TASK STATEMENT
Copy all of the data below line for line without any changes, leaving out the pictures.

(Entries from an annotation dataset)
______
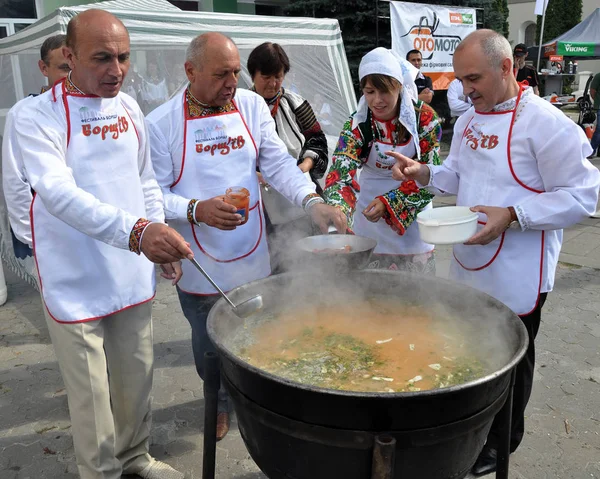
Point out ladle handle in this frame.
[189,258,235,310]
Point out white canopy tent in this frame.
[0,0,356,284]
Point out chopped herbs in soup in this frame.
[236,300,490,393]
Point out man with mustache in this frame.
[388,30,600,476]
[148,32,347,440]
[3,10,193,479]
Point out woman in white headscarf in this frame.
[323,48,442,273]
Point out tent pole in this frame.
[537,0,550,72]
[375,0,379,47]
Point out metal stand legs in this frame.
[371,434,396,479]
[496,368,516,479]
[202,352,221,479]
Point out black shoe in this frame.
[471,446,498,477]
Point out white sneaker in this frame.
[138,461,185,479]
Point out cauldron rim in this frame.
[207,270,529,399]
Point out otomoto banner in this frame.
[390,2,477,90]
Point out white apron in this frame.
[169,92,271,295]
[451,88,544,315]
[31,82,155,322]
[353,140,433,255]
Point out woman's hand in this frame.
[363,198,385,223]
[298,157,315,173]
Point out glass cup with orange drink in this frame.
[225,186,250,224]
______
THE RESULT
Point out ladle handle in this frame.
[189,258,235,310]
Point out white canopy tent in this frame.
[0,0,356,284]
Point out chopped herbs in soup in this frame.
[236,300,490,393]
Point out man with mustache in this frame.
[388,30,600,476]
[148,32,347,440]
[3,10,193,479]
Point out woman in white headscarf in this frame.
[323,48,442,273]
Point out tent pole in this frame.
[537,0,550,72]
[375,0,379,47]
Point out metal stand legs in this frame.
[371,434,396,479]
[496,368,516,479]
[202,352,221,479]
Point out black shoe in this frame.
[471,446,498,477]
Point out white sneaker in this frame.
[138,461,185,479]
Point out cauldron rim in this frame.
[207,270,529,399]
Point out otomoto banner in this frame.
[390,2,477,90]
Point out white apron in this frame.
[169,92,271,295]
[451,88,544,315]
[31,82,155,322]
[353,140,433,255]
Point out woman's hand in this frame.
[363,198,385,223]
[298,157,315,173]
Point out glass cup with orange drink in this frame.
[225,186,250,224]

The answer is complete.